• [YOUR TASK]: Copy out the records below, changing every instance of "whole pixels" to "integer pixels" and leaving everything else untouched.

• [DATA IN THIS EXERCISE]:
◆ ◆ ◆ ◆ ◆ ◆ ◆

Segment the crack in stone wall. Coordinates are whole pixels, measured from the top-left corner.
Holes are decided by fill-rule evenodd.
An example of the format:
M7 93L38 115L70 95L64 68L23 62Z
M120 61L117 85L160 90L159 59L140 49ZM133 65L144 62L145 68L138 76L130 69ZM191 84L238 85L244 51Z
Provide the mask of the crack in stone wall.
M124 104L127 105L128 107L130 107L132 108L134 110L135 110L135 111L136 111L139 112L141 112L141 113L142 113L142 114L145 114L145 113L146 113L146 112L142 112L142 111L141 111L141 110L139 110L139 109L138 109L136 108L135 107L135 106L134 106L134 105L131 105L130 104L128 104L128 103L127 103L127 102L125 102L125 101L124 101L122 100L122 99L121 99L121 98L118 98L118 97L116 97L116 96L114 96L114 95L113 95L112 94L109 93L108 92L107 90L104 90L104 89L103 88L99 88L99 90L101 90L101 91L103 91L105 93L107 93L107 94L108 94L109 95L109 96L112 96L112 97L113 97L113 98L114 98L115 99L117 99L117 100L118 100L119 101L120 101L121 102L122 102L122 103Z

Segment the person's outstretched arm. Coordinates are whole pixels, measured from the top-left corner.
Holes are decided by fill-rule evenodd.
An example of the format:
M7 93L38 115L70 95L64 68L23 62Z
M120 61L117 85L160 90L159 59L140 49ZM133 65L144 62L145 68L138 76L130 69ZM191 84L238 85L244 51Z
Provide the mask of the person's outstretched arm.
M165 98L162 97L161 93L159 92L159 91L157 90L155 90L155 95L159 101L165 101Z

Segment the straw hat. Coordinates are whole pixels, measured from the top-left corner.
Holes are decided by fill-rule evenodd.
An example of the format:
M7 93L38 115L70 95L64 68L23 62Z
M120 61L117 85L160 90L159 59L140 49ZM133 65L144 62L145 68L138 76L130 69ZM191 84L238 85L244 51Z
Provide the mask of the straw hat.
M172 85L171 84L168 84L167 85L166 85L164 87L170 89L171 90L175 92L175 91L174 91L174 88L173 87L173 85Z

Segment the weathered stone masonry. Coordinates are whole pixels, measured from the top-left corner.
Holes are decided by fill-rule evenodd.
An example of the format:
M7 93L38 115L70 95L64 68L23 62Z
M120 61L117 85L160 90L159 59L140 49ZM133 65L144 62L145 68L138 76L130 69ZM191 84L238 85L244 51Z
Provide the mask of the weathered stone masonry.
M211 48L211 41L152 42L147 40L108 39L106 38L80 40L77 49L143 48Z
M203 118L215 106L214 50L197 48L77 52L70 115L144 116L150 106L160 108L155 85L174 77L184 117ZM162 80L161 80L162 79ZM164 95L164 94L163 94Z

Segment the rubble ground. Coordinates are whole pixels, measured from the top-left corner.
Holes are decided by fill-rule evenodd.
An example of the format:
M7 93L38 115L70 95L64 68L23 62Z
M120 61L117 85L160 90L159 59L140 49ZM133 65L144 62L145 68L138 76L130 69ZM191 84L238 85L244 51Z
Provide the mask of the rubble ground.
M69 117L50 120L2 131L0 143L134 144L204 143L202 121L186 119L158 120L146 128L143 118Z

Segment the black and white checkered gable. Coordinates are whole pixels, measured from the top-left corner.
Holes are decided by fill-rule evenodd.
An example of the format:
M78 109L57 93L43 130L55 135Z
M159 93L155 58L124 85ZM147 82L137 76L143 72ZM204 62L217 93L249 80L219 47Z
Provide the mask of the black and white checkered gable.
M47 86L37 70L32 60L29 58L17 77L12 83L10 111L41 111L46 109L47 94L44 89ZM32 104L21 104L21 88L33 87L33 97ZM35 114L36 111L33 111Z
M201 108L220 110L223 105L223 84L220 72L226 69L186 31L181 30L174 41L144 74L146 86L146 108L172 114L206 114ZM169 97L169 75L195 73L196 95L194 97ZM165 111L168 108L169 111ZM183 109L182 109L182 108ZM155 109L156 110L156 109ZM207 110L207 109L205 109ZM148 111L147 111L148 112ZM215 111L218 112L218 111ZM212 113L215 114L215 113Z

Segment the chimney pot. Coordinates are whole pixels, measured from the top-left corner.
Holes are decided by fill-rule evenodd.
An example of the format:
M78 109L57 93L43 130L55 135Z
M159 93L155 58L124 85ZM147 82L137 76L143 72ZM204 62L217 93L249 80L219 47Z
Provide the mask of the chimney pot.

◆ ◆ ◆ ◆ ◆ ◆ ◆

• [RESPONSE FOR THIS EXERCISE]:
Segment the crack in stone wall. Coordinates are integer pixels, measured from the top-left corner.
Holes are decided by fill-rule evenodd.
An example of the format:
M7 93L38 115L70 95L64 68L23 62Z
M120 61L117 85L160 90L159 59L140 49ZM133 65L144 62L145 68L138 76L130 69ZM191 84L238 85L244 51Z
Provide the mask of the crack in stone wall.
M124 104L127 105L128 107L130 107L132 108L134 110L135 110L135 111L136 111L139 112L141 112L141 113L142 113L142 114L145 114L145 113L146 113L146 112L142 112L142 111L141 111L141 110L139 110L139 109L138 109L136 108L135 107L135 106L134 106L134 105L131 105L130 104L128 104L128 103L127 103L127 102L125 102L125 101L124 101L122 100L122 99L121 99L121 98L118 98L118 97L116 97L116 96L114 96L114 95L113 95L112 94L109 93L108 92L107 90L104 90L104 89L103 88L99 88L99 90L101 90L101 91L103 91L105 93L107 93L107 94L108 94L109 95L109 96L112 96L112 97L113 97L113 98L114 98L115 99L117 99L117 100L118 100L119 101L120 101L121 102L122 102L122 103Z

Segment the person's outstretched arm. Coordinates are integer pixels, measured from the top-left corner.
Holes are decided by fill-rule evenodd.
An example of the format:
M7 93L38 115L70 95L64 68L23 62Z
M120 61L117 85L160 90L159 59L140 49ZM133 65L144 62L145 68L138 76L130 69ZM191 84L238 85L244 51Z
Provide the mask of the person's outstretched arm.
M165 98L162 97L161 93L159 92L159 91L157 90L155 90L155 95L159 101L165 101Z

Segment the straw hat. Coordinates are integer pixels, measured from the top-left corner.
Holes are decided by fill-rule evenodd.
An example of the format:
M7 93L38 115L70 95L64 68L23 62Z
M120 61L117 85L160 90L159 59L140 49ZM133 65L144 62L145 68L138 76L130 69ZM191 84L238 85L244 51Z
Provide the mask of the straw hat.
M172 85L171 84L168 84L167 85L166 85L164 87L170 89L171 90L175 92L175 91L174 91L174 88L173 87L173 85Z

Segment the weathered stone masonry. Coordinates are integer pixels, measured from the top-left corner.
Holes are decided by fill-rule evenodd.
An example of the format:
M7 93L38 115L70 95L64 68L23 62Z
M120 61L117 85L160 90L159 59L140 49ZM133 65L144 62L145 68L138 76L130 69ZM191 84L238 85L244 51Z
Provide the mask of the weathered stone masonry.
M211 48L211 41L152 42L147 40L108 39L106 38L80 40L77 49L143 48Z
M203 118L215 106L214 50L197 48L77 52L70 115L144 116L150 106L160 108L155 85L174 77L184 117ZM162 80L161 80L162 79ZM164 95L164 94L163 94Z

Segment the rubble ground. Coordinates are integer pixels, measured from the top-left corner.
Holes are decided by fill-rule evenodd.
An example of the format:
M7 93L38 115L70 95L64 68L23 62Z
M120 61L117 85L160 90L159 59L140 49ZM133 65L144 62L145 68L138 76L130 69ZM191 84L238 85L244 51Z
Provide the mask of the rubble ground.
M69 117L50 120L2 131L0 143L134 144L204 143L202 121L186 119L158 120L146 128L143 118Z

Segment the black and white checkered gable. Coordinates are integer pixels, measured from the top-left corner.
Holes are decided by fill-rule evenodd.
An example of the format:
M78 109L57 93L43 130L55 135Z
M159 93L155 58L124 85ZM147 82L137 76L143 72ZM204 62L217 93L249 80L219 47Z
Provide the mask of the black and white checkered gable.
M47 86L37 70L32 60L29 58L17 77L12 83L10 111L41 111L46 109L47 94L44 89ZM32 104L21 104L21 88L33 87L33 97ZM35 114L36 111L33 111Z
M201 108L220 110L223 105L223 84L220 72L226 69L186 31L181 30L174 41L144 74L146 86L146 108L172 114L206 114ZM169 97L169 75L195 73L196 95L194 97ZM165 111L168 108L169 111ZM183 109L182 109L182 108ZM155 109L156 110L156 109ZM207 110L207 109L205 109ZM148 111L147 111L148 112ZM215 111L218 112L218 111ZM212 113L215 114L215 113Z

Segment the chimney pot. Coordinates are integer pixels, measured from the top-left corner.
Holes are decided by fill-rule evenodd.
An example of the format:
M78 109L57 93L43 130L55 135Z
M159 93L155 58L124 85ZM147 82L137 76L143 72ZM204 62L217 93L249 80L219 47Z
Provide the mask of the chimney pot.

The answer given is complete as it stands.